Task to carry out:
Could you please count how many lines in the data below hold the string "place"? Reply with only the number.
┌─ Data
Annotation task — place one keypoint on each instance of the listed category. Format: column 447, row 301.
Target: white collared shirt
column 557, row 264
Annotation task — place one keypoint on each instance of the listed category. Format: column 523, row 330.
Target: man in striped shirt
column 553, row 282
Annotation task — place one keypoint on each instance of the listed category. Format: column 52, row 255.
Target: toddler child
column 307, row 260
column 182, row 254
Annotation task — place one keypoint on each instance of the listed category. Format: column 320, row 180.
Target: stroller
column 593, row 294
└─
┌─ Data
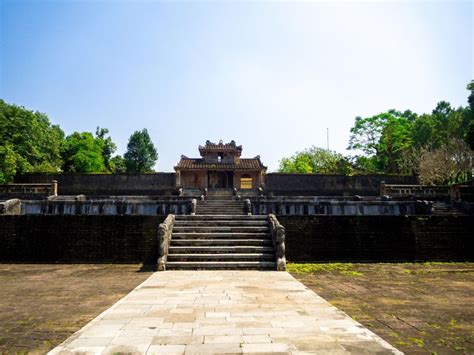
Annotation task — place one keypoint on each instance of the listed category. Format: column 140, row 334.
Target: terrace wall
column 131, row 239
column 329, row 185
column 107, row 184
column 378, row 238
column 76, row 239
└─
Finished task:
5